▶ [ABOUT THIS TASK]
Set down the lines below exactly as they stand, please. Go from the first through the one containing "of the open".

*** DATA TO USE Section Begins ***

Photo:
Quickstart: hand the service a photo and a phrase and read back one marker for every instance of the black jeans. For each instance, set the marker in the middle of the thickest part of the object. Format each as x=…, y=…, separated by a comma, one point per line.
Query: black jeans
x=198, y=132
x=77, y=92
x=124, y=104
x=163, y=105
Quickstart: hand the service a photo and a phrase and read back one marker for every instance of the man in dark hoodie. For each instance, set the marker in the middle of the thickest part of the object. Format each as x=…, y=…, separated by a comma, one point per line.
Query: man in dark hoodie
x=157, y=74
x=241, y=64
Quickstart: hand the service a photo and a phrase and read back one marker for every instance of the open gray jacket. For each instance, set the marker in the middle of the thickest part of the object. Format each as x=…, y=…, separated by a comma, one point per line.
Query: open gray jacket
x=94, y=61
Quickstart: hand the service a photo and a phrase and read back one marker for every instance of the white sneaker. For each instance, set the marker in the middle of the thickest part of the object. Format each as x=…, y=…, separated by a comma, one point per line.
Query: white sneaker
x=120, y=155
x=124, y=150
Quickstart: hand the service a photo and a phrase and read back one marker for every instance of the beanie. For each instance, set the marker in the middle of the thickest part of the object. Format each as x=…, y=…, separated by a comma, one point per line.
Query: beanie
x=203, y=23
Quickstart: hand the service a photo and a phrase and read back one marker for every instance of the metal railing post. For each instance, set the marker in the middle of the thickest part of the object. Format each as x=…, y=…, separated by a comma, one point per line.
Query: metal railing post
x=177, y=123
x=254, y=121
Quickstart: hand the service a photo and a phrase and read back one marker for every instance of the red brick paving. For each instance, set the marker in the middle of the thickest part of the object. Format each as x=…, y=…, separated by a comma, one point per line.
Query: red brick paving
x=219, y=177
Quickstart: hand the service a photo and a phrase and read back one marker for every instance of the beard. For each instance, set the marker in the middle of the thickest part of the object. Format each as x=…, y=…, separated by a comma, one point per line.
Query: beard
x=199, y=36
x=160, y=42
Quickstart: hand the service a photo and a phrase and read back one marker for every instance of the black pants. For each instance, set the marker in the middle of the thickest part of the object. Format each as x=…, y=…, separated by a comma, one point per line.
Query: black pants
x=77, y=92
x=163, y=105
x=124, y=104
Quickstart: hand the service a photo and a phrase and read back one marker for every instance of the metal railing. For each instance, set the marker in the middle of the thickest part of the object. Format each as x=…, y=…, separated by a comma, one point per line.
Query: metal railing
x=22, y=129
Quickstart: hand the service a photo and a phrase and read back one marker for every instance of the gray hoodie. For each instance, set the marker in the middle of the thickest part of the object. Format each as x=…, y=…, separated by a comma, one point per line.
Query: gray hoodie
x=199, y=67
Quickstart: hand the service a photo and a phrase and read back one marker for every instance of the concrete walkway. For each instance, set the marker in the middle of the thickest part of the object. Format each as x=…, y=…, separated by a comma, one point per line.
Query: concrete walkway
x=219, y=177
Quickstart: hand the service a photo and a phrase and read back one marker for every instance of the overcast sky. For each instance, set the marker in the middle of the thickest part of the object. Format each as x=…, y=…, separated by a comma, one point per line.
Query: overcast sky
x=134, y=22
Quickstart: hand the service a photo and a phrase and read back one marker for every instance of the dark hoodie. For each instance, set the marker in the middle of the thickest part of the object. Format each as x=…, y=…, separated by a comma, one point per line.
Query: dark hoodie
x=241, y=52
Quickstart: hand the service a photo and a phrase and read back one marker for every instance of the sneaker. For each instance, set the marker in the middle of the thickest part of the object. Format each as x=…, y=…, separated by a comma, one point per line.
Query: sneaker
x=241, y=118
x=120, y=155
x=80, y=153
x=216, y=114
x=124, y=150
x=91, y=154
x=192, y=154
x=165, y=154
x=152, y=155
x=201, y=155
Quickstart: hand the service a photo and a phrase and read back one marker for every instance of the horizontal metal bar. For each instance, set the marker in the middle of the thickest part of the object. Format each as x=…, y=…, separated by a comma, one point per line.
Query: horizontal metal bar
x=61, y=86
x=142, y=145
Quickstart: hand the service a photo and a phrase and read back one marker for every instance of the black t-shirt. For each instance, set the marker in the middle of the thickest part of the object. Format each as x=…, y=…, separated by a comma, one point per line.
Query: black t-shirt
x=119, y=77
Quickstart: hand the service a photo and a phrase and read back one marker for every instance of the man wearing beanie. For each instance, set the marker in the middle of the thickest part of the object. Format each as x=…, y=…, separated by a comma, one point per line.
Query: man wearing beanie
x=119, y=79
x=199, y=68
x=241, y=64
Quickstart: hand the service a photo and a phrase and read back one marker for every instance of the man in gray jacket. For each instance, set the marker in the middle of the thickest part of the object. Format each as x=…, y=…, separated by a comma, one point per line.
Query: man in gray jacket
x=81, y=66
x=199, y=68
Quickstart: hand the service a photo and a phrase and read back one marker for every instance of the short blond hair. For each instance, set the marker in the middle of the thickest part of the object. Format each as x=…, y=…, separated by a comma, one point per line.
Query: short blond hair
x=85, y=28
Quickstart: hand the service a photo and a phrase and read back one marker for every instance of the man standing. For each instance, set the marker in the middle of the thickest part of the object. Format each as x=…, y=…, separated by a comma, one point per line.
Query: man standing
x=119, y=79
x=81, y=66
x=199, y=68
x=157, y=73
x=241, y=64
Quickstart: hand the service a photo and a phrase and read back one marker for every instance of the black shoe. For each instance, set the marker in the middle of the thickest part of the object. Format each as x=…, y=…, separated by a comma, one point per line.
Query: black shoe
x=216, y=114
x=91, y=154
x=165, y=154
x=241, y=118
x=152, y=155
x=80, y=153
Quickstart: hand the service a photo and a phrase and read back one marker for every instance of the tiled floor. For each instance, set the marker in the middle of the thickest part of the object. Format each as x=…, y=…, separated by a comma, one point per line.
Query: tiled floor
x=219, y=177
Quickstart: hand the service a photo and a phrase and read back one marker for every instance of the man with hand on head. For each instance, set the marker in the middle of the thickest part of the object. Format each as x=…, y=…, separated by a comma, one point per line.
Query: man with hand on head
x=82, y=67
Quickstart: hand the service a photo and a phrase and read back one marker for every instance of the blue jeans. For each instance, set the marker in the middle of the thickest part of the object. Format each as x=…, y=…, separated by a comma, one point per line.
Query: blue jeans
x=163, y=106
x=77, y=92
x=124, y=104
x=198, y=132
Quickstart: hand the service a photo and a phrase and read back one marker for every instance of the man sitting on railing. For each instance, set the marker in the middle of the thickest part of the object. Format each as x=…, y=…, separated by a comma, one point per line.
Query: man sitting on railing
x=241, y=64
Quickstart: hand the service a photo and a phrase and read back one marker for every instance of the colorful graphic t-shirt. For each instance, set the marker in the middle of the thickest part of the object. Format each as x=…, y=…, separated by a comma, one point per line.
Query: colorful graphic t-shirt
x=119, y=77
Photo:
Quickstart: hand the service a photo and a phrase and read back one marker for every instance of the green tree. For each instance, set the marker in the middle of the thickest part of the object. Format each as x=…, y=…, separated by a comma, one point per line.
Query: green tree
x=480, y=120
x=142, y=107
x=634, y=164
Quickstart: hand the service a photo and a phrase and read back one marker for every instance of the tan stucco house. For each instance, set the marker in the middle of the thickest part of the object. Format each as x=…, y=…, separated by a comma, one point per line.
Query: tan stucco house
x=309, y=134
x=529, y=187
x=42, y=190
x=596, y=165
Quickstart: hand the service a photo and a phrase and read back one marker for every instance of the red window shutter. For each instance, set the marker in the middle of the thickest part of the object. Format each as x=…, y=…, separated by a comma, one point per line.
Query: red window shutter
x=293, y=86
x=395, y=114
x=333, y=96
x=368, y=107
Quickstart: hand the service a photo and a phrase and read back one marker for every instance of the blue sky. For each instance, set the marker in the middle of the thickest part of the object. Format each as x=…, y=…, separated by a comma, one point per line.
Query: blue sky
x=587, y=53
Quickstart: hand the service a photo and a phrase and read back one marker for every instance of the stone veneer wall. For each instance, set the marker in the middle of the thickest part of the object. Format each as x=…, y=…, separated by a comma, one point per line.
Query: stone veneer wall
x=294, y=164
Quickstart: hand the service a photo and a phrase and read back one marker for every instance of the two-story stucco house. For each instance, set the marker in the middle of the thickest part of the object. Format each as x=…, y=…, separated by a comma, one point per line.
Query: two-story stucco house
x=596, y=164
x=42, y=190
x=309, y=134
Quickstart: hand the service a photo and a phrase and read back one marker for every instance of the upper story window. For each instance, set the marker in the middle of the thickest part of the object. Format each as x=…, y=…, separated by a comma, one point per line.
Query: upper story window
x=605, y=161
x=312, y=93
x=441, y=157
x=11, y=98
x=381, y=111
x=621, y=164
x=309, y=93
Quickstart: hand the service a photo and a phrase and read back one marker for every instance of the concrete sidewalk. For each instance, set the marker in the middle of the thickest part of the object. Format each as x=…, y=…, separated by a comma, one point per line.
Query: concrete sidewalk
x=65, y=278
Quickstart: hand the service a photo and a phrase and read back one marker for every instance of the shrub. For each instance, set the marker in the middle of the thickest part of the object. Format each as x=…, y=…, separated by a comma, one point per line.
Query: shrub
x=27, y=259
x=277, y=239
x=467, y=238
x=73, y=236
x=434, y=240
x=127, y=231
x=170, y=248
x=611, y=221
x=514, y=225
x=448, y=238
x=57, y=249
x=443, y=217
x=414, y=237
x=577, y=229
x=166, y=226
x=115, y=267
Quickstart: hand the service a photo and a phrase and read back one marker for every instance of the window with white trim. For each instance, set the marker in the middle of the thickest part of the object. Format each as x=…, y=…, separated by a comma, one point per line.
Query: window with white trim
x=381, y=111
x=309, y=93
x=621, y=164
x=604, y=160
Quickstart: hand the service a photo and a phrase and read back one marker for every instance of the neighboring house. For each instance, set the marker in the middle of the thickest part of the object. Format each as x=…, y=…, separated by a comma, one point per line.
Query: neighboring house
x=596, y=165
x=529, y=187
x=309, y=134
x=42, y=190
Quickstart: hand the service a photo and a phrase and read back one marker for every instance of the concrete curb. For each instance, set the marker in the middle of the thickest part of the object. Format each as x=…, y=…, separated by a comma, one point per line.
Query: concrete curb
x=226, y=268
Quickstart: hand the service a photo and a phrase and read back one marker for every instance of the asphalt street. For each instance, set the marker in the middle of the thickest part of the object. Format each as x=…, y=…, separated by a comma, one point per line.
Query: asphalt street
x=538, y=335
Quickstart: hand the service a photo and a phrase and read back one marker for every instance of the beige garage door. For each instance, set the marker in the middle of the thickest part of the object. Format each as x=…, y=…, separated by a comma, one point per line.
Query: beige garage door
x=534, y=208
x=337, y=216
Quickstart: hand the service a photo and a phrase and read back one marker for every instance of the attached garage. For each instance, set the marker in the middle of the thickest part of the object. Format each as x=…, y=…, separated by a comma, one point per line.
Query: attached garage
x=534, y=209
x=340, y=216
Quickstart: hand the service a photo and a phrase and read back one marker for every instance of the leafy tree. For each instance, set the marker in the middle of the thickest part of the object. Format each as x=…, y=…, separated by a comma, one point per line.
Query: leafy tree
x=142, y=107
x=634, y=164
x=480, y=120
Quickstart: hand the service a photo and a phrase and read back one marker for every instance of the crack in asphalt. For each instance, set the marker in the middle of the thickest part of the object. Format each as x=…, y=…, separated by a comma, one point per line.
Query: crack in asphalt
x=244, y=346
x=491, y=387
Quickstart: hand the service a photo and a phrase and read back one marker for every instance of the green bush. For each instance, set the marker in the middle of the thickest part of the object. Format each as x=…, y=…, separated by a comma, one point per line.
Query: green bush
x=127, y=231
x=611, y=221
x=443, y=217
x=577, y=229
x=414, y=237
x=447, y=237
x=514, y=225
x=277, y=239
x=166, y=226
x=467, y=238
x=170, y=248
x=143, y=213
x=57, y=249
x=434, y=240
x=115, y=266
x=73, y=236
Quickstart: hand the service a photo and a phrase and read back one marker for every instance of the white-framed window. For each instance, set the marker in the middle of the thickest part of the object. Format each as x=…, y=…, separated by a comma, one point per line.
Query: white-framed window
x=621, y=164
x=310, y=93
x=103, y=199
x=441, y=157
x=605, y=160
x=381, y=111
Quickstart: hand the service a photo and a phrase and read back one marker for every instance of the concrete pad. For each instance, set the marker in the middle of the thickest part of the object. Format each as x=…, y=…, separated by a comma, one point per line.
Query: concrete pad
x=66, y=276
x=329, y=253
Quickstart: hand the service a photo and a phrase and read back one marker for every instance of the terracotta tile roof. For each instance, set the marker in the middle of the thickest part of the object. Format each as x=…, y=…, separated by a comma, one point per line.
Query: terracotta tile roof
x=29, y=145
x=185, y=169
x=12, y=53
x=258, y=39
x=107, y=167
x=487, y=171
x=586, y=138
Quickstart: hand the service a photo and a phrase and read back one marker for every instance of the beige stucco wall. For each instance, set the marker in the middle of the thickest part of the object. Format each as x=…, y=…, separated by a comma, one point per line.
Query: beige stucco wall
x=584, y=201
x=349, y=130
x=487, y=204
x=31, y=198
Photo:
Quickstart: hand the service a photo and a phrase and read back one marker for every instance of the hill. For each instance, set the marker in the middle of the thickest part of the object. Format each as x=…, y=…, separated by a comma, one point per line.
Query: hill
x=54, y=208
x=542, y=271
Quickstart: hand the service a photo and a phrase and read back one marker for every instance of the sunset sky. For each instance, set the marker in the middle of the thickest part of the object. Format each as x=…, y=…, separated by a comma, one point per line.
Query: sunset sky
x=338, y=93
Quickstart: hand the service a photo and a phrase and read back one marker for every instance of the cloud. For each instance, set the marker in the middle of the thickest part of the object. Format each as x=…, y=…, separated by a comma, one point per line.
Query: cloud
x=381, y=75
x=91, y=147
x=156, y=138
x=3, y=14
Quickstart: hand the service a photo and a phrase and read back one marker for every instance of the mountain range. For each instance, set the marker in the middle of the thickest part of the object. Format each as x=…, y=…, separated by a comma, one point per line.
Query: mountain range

*** DATA TO USE Section Ends ***

▶ [RESPONSE BELOW]
Photo:
Quickstart: hand the service a photo and a phrase and read back one marker for every instance of the black jeans. For each instance, set the marker in the middle of the thickest part of the object. Format each as x=…, y=…, separated by a comma, one point per line.
Query: black jeans
x=198, y=132
x=77, y=92
x=124, y=104
x=163, y=105
Quickstart: hand the service a photo and a phrase and read back one marker for every instance of the man in dark hoodie. For each instance, set the marker in the middle of the thickest part of the object. Format each as x=…, y=…, separated by a comma, one point per line.
Query: man in dark hoodie
x=157, y=74
x=241, y=64
Quickstart: hand the service a photo and a phrase and read back one marker for every instance of the open gray jacket. For each instance, set the marker in the middle of the thickest part of the object. Format each as x=…, y=…, separated by a comma, one point per line.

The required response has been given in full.